◆ SHORT TASK:
Return every line of the listing below unchanged, from the first line to the last.

[ENTRIES SUPPLIED start]

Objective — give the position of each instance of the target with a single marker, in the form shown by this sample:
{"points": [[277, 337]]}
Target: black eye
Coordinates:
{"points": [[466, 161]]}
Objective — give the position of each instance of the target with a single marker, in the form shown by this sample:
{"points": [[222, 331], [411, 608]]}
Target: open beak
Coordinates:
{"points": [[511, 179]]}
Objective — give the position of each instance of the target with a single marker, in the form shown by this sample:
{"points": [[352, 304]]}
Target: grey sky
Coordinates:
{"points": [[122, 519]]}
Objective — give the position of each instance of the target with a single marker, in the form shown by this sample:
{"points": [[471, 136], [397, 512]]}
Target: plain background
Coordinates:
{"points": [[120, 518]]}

[ENTRIES SUPPLIED end]

◆ REPLY:
Objective — give the position of each instance of the target with a single marker, in the form shown by this sample:
{"points": [[277, 337]]}
Target: black eye
Coordinates:
{"points": [[466, 161]]}
Objective — give the position of each instance of the target with a single marker, in the form shown by this sample:
{"points": [[222, 331], [411, 608]]}
Target: open beak
Coordinates:
{"points": [[511, 179]]}
Objective — give the position of each instance of the target with a single marker, in the form shown by this sample:
{"points": [[352, 304]]}
Target: grey sky
Coordinates:
{"points": [[122, 519]]}
Objective — give the position of each instance of the target with a single marker, in the form shown by this sample:
{"points": [[471, 136], [397, 512]]}
Target: plain background
Coordinates:
{"points": [[120, 518]]}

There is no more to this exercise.